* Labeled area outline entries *
● ● ● ●

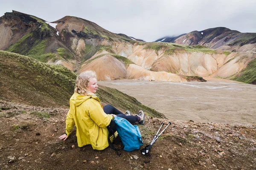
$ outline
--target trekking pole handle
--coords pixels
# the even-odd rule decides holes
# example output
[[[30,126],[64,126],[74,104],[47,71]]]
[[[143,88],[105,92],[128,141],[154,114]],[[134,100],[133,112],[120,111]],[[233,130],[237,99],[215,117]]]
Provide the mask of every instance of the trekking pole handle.
[[[152,144],[154,142],[154,141],[155,141],[156,139],[157,138],[157,134],[158,134],[158,133],[159,132],[159,131],[160,131],[160,129],[161,129],[161,128],[162,128],[162,127],[163,126],[163,125],[164,123],[163,122],[162,122],[162,123],[161,124],[161,126],[160,127],[160,128],[159,128],[159,129],[158,129],[158,131],[157,131],[157,134],[156,134],[156,135],[155,135],[155,136],[154,137],[154,139],[153,139],[153,140],[152,140],[152,141],[151,142],[151,143],[150,143],[150,144]]]
[[[159,128],[159,129],[158,129],[158,131],[157,131],[157,133],[156,135],[157,135],[157,134],[158,134],[158,132],[159,132],[159,131],[160,131],[160,129],[161,129],[161,128],[162,128],[162,127],[163,126],[163,124],[164,124],[163,122],[162,122],[162,123],[161,124],[161,126],[160,127],[160,128]]]

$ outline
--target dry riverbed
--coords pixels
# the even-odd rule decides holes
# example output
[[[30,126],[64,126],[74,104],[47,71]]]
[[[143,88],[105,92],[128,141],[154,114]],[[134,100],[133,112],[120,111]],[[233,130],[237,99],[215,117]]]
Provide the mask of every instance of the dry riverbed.
[[[175,82],[122,79],[98,83],[132,96],[169,119],[255,125],[256,86],[225,80]]]

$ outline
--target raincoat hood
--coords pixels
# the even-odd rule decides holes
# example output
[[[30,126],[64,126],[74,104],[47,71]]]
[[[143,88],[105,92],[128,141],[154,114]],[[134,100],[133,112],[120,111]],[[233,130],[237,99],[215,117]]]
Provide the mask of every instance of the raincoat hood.
[[[66,133],[69,136],[76,127],[78,146],[91,144],[93,149],[102,150],[109,145],[107,127],[113,116],[107,114],[96,96],[75,92],[70,100],[66,119]]]
[[[75,92],[70,99],[70,102],[72,102],[76,107],[80,105],[88,99],[93,98],[98,100],[99,102],[99,99],[96,96],[93,95],[83,95]]]

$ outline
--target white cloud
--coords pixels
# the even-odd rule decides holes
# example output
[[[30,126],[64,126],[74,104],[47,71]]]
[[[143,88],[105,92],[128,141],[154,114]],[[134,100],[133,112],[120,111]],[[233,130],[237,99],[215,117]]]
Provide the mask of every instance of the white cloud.
[[[1,3],[0,15],[14,10],[48,21],[73,16],[115,33],[153,41],[220,26],[256,32],[255,8],[255,0],[12,0]]]

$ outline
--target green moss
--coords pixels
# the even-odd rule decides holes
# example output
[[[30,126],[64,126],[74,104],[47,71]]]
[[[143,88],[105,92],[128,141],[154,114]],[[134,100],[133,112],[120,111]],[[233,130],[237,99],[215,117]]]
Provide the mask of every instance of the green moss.
[[[112,48],[111,46],[101,45],[99,48],[99,52],[102,52],[103,50],[105,50],[110,53],[113,53]]]
[[[176,51],[180,51],[180,49],[184,50],[187,51],[202,52],[205,54],[212,54],[218,53],[216,50],[209,48],[202,45],[195,46],[195,47],[183,44],[177,44],[170,42],[152,42],[148,43],[146,44],[144,49],[154,50],[157,55],[158,51],[161,49],[163,49],[164,50],[164,54],[166,55],[172,55]]]
[[[158,55],[158,51],[163,48],[166,48],[166,45],[165,43],[161,42],[152,42],[148,43],[145,45],[143,49],[145,50],[152,49],[154,50],[157,55]]]
[[[47,112],[33,111],[30,113],[36,115],[40,118],[49,119],[51,117],[51,115]]]
[[[52,59],[56,57],[56,54],[48,53],[39,55],[29,55],[29,57],[36,59],[41,62],[47,62],[49,60]]]
[[[256,84],[256,58],[250,62],[246,68],[242,70],[233,80]]]
[[[237,63],[237,62],[239,62],[243,60],[246,59],[246,58],[248,58],[248,56],[243,56],[241,57],[238,60],[236,61],[236,63]]]
[[[245,44],[254,43],[256,43],[256,33],[247,33],[230,42],[227,45],[243,46]]]
[[[26,53],[27,50],[27,44],[29,43],[32,36],[33,33],[32,32],[23,35],[16,42],[9,46],[6,51],[16,53]]]
[[[47,39],[43,40],[38,40],[34,43],[32,48],[29,51],[27,54],[28,55],[42,54],[47,45]]]
[[[207,47],[204,45],[192,45],[192,47],[194,47],[195,48],[200,49],[200,48],[208,48]]]
[[[225,62],[223,65],[225,65],[226,64],[229,63],[229,62],[232,61],[233,60],[235,59],[235,58],[236,58],[236,57],[234,56],[232,58],[231,58],[231,59],[229,60],[227,62]]]
[[[50,26],[48,24],[47,24],[47,23],[46,23],[45,22],[44,22],[44,21],[43,21],[43,20],[41,20],[41,19],[38,18],[37,17],[32,16],[32,15],[30,15],[30,17],[31,17],[32,18],[37,20],[37,21],[39,22],[41,24],[41,25],[40,26],[40,28],[42,29],[42,31],[47,31],[47,30],[52,30],[52,28],[50,27],[51,26]]]
[[[72,53],[67,49],[60,48],[57,49],[58,54],[61,57],[66,60],[71,59],[73,58],[73,54]]]
[[[122,56],[116,57],[125,60]],[[74,93],[76,75],[67,68],[1,50],[0,65],[0,100],[42,107],[69,106],[70,99]],[[23,78],[20,79],[21,76]],[[7,91],[9,93],[6,93]],[[128,109],[136,113],[143,110],[148,116],[164,117],[159,112],[116,89],[100,86],[97,95],[103,104],[111,104],[122,111]],[[10,112],[12,115],[2,115],[5,112],[0,112],[0,117],[10,117],[23,113],[22,111]],[[47,118],[51,115],[38,111],[32,113]]]
[[[0,92],[13,92],[12,95],[0,95],[0,99],[17,97],[20,102],[35,105],[69,105],[76,75],[67,68],[2,51],[0,65]]]
[[[227,56],[229,54],[231,54],[232,52],[231,52],[230,51],[223,51],[223,53],[224,53],[225,54],[225,55],[226,55],[226,56]]]
[[[145,114],[152,117],[163,118],[164,116],[154,109],[142,105],[134,97],[116,89],[102,86],[99,86],[99,88],[97,91],[97,96],[104,103],[111,103],[124,111],[128,110],[134,114],[136,114],[142,110]]]
[[[119,61],[122,61],[125,64],[128,65],[130,64],[134,64],[132,61],[131,61],[130,60],[128,59],[126,57],[124,57],[119,56],[119,55],[116,54],[111,54],[110,55],[111,55],[114,57],[116,58],[116,59],[118,60]]]
[[[30,122],[20,122],[19,124],[14,124],[12,126],[13,130],[17,130],[18,129],[27,130],[32,126],[35,126],[35,125]]]
[[[101,35],[100,34],[99,34],[97,31],[93,27],[88,27],[87,26],[85,26],[83,32],[86,33],[91,33],[93,35]]]
[[[165,50],[164,54],[166,55],[172,55],[175,52],[175,47],[171,46]]]

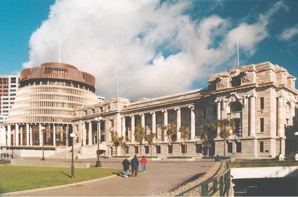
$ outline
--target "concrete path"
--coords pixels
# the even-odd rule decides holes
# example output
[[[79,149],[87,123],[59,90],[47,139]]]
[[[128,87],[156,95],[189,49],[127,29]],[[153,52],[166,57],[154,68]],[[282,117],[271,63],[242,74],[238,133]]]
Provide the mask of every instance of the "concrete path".
[[[102,168],[122,169],[122,160],[101,159]],[[84,161],[90,162],[91,166],[95,164],[94,159]],[[23,191],[11,195],[8,194],[6,196],[156,196],[198,178],[198,175],[205,173],[213,165],[213,162],[149,161],[146,172],[142,173],[142,167],[139,167],[137,177],[126,178],[122,176],[114,176],[66,187],[54,187],[50,190],[39,189],[29,193]]]

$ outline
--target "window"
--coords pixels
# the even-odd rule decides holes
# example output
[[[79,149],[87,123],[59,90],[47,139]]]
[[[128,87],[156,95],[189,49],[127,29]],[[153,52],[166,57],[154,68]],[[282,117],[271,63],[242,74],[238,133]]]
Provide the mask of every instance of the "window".
[[[260,119],[260,132],[264,132],[264,119]]]
[[[217,115],[217,105],[213,105],[213,116]]]
[[[185,153],[186,152],[186,146],[185,144],[182,144],[181,145],[181,153]]]
[[[264,97],[260,98],[260,109],[264,109]]]
[[[202,153],[202,144],[196,144],[196,153]]]
[[[160,146],[156,146],[156,154],[160,154]]]
[[[110,128],[114,127],[114,119],[110,120]]]
[[[241,152],[241,142],[236,142],[236,152]]]
[[[227,142],[227,152],[231,153],[233,152],[233,143],[232,142]]]
[[[260,142],[260,152],[264,152],[264,141]]]
[[[145,154],[149,154],[149,146],[145,146]]]
[[[168,153],[172,153],[173,151],[173,148],[171,145],[169,145],[168,146]]]
[[[232,87],[239,86],[241,85],[241,77],[236,76],[232,77]]]
[[[135,146],[135,154],[139,154],[139,146]]]

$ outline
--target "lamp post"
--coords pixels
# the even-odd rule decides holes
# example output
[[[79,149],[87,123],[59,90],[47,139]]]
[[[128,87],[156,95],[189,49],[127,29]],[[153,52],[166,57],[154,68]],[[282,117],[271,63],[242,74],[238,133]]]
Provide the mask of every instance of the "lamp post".
[[[73,132],[70,134],[72,137],[72,178],[74,178],[74,138],[75,137],[75,134]]]
[[[278,157],[279,161],[284,161],[285,160],[285,156],[282,154],[282,139],[283,139],[284,135],[282,134],[280,134],[279,136],[281,141],[280,142],[280,153],[278,155]]]
[[[100,116],[98,118],[95,118],[95,120],[97,122],[97,161],[96,161],[95,167],[101,167],[101,164],[99,161],[99,134],[100,132],[100,121],[103,120],[103,118]]]
[[[296,136],[296,154],[295,154],[295,160],[298,161],[298,132],[295,132],[294,135]]]
[[[43,135],[44,135],[44,131],[46,129],[46,128],[44,126],[42,126],[41,127],[41,133],[42,134],[42,139],[41,139],[41,141],[42,143],[42,158],[41,158],[41,160],[42,161],[44,161],[46,159],[45,159],[45,155],[44,155],[44,140],[43,140]]]

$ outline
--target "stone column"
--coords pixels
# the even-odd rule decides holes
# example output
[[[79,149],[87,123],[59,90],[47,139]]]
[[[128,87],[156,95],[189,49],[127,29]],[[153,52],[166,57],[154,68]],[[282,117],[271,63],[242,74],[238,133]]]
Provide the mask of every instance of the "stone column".
[[[55,126],[55,123],[53,124],[53,145],[54,146],[56,146],[56,126]]]
[[[167,141],[166,132],[164,129],[164,127],[167,126],[168,124],[167,111],[166,110],[163,110],[161,112],[163,113],[163,141]]]
[[[26,145],[29,145],[30,142],[29,140],[29,124],[26,123]]]
[[[15,124],[15,145],[18,146],[18,124]]]
[[[256,136],[256,114],[255,108],[255,97],[252,94],[249,96],[249,136]]]
[[[152,132],[155,134],[155,137],[154,138],[153,142],[155,142],[155,139],[157,135],[156,133],[156,115],[154,112],[151,112],[150,114],[152,114]]]
[[[92,123],[90,121],[89,123],[89,129],[88,131],[88,145],[92,144]]]
[[[277,95],[278,98],[277,111],[277,135],[282,134],[285,136],[285,113],[284,95]]]
[[[216,103],[217,103],[217,120],[221,120],[222,119],[221,117],[221,104],[222,103],[221,100],[220,99],[217,99],[215,101]],[[217,137],[220,137],[220,133],[221,132],[221,130],[220,128],[218,127],[217,130]]]
[[[121,119],[122,121],[122,134],[121,136],[124,136],[125,137],[125,131],[126,131],[126,127],[125,126],[125,117],[121,117]],[[125,139],[125,138],[124,138]]]
[[[196,134],[195,106],[191,105],[188,108],[190,109],[190,140],[194,140]]]
[[[135,143],[135,116],[134,115],[130,116],[130,117],[131,118],[131,142]]]
[[[175,110],[177,111],[177,141],[180,141],[181,132],[179,131],[179,130],[181,127],[181,111],[179,107],[175,108]]]

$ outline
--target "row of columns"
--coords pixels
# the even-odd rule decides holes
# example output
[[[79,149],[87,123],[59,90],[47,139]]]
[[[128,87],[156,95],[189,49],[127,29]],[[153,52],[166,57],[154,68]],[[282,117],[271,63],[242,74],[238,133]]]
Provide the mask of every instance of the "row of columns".
[[[188,106],[190,109],[190,140],[195,139],[195,108],[194,105],[190,105]],[[176,126],[177,126],[177,141],[181,141],[181,132],[179,131],[181,126],[181,115],[180,108],[179,107],[175,108],[174,110],[176,111]],[[163,126],[168,125],[168,111],[166,109],[161,110],[161,112],[163,113]],[[152,116],[152,132],[156,133],[156,114],[154,111],[150,112],[150,114]],[[139,114],[141,117],[141,126],[143,128],[145,128],[145,115],[144,113]],[[129,117],[131,118],[131,142],[135,142],[135,115],[131,115]],[[125,136],[126,125],[125,125],[125,117],[122,117],[122,135]],[[167,138],[166,135],[166,132],[163,132],[163,141],[167,141]]]
[[[24,144],[23,143],[23,127],[20,127],[20,128],[19,127],[20,124],[15,124],[14,125],[15,126],[15,129],[13,131],[11,131],[11,125],[7,125],[7,131],[4,131],[4,132],[6,133],[7,133],[7,145],[12,145],[12,144],[11,144],[11,134],[12,134],[12,141],[14,142],[14,145],[16,145],[16,146],[18,146],[18,145],[33,145],[33,137],[32,136],[32,133],[33,133],[32,131],[32,129],[31,130],[30,130],[30,124],[29,123],[26,123],[26,144]],[[41,123],[39,123],[39,145],[42,146],[43,145],[43,143],[44,143],[43,140],[43,134],[44,133],[42,133],[42,132],[43,132],[44,131],[42,131],[42,127],[43,127],[42,125],[41,124]],[[2,126],[2,128],[1,128],[2,130],[5,130],[5,127],[4,126]],[[66,129],[67,131],[68,130],[68,126],[67,127],[67,129]],[[46,131],[46,130],[45,130],[45,131]],[[50,134],[49,132],[47,132],[47,134]],[[19,134],[20,134],[20,136],[21,137],[21,139],[19,139]],[[56,146],[56,127],[55,126],[55,124],[53,124],[53,146]],[[31,135],[31,136],[30,136]],[[61,135],[62,137],[63,137],[63,135]],[[49,138],[49,137],[48,137]],[[19,140],[20,139],[20,140]],[[63,139],[58,139],[59,140],[59,141],[62,141]]]

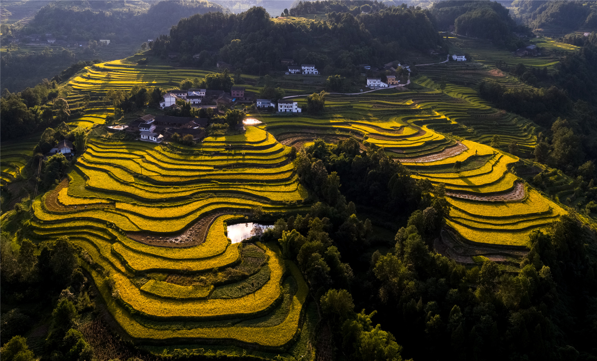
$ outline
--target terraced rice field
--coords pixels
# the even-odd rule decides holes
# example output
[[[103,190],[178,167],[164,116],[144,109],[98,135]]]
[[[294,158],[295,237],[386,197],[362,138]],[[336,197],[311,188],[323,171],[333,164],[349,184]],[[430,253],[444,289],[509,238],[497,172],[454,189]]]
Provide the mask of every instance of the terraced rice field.
[[[23,168],[33,155],[36,138],[2,142],[0,147],[0,184],[6,186],[20,178]]]
[[[254,127],[240,135],[207,138],[198,150],[180,149],[183,154],[143,142],[95,139],[78,159],[67,187],[35,200],[36,217],[174,233],[222,209],[280,211],[285,202],[306,196],[290,150]]]
[[[469,69],[471,77],[500,78],[480,66]],[[70,80],[69,101],[85,94],[100,98],[110,88],[168,87],[205,73],[97,64]],[[33,232],[40,239],[69,236],[84,251],[82,263],[109,310],[138,343],[217,341],[284,351],[299,335],[307,285],[275,245],[232,244],[224,230],[256,208],[281,214],[307,198],[291,149],[278,141],[296,146],[355,135],[365,146],[383,147],[415,178],[445,185],[452,206],[447,227],[473,245],[522,246],[530,232],[564,212],[509,171],[518,157],[487,145],[499,134],[530,151],[534,125],[494,109],[467,86],[437,90],[435,76],[417,80],[417,91],[330,95],[319,117],[258,113],[252,116],[262,124],[198,147],[92,138],[68,179],[35,200]],[[92,104],[71,124],[101,124],[110,113]],[[227,268],[244,270],[246,279],[189,281]]]
[[[513,119],[493,109],[470,88],[450,85],[444,92],[434,89],[429,78],[416,81],[427,90],[330,95],[326,103],[329,107],[321,117],[256,117],[264,122],[261,128],[296,144],[308,144],[318,137],[334,141],[356,135],[364,139],[365,144],[383,147],[410,169],[414,178],[444,185],[450,202],[453,205],[457,202],[464,210],[453,208],[447,226],[467,242],[524,247],[529,232],[549,226],[564,212],[559,206],[527,189],[509,171],[519,162],[518,157],[482,144],[489,143],[491,135],[498,134],[503,143],[513,140],[523,152],[530,152],[536,141],[533,123]],[[448,126],[457,128],[467,122],[476,122],[479,131],[460,139],[438,131]],[[462,167],[457,171],[457,162]],[[530,202],[548,205],[535,214],[528,206]],[[515,213],[505,220],[500,218],[504,227],[492,226],[493,219],[484,221],[482,215],[474,212],[462,213],[469,208],[479,207],[498,218],[502,208]]]
[[[457,47],[458,52],[470,54],[474,60],[484,64],[495,65],[496,61],[501,60],[508,66],[514,66],[519,63],[522,63],[527,67],[547,67],[547,70],[550,71],[555,69],[555,64],[559,61],[558,57],[552,56],[549,54],[544,54],[536,57],[520,57],[513,55],[511,52],[506,50],[496,48],[491,44],[483,40],[464,38],[458,38],[458,39],[452,40],[453,43]],[[574,50],[572,45],[557,43],[550,39],[538,41],[536,45],[546,47],[548,51],[553,50],[554,48],[558,49],[559,51],[562,50],[573,51]],[[558,45],[561,46],[558,47]]]
[[[174,150],[93,139],[69,179],[35,200],[33,233],[69,236],[84,251],[110,313],[139,343],[230,341],[282,351],[299,334],[307,285],[276,245],[232,244],[225,230],[255,207],[292,211],[288,202],[302,202],[290,150],[255,127]],[[205,220],[208,231],[193,227]],[[248,278],[176,281],[229,267]]]

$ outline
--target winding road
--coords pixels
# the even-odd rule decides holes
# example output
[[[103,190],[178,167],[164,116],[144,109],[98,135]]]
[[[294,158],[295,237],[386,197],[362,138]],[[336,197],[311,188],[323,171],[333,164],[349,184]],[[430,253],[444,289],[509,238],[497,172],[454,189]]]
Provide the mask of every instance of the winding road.
[[[414,66],[423,66],[425,65],[433,65],[435,64],[443,64],[444,63],[447,63],[450,60],[450,54],[446,57],[446,60],[443,61],[440,61],[439,63],[432,63],[430,64],[417,64]],[[368,90],[367,91],[361,91],[359,92],[330,92],[328,94],[338,94],[341,95],[358,95],[359,94],[364,94],[365,93],[371,92],[372,91],[376,91],[377,90],[382,90],[383,89],[392,89],[392,88],[398,88],[399,87],[406,87],[410,84],[410,76],[408,77],[408,80],[407,81],[406,84],[399,84],[398,85],[390,85],[387,88],[378,88],[377,89],[373,89],[372,90]],[[290,99],[291,98],[296,98],[297,97],[307,97],[311,94],[300,94],[298,95],[289,95],[288,97],[284,97],[282,99]]]

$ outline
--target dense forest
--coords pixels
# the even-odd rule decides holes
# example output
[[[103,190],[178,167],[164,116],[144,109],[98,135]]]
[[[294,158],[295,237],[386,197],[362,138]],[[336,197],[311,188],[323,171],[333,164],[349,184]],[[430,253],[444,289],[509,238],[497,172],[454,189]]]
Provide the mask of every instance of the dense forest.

● ● ● ●

* EXERCISE GOAL *
Please copy the stretch of the data from its start through the line containing "Provide the mask of every instance of the trekking", swapping "trekking pole handle" for "ski pole grip" and leaving everything else unchanged. Leave the pictures out of your answer.

* WORKED ANSWER *
$ outline
--target ski pole grip
--coords pixels
# the even-odd rule decides holes
# example output
[[[30,126],[64,126],[74,104],[47,71]]]
[[[143,88],[105,92],[128,141],[154,114]],[[134,100],[133,112],[120,111]],[[233,130],[237,99],[215,117]]]
Provide the mask of every instance of the ski pole grip.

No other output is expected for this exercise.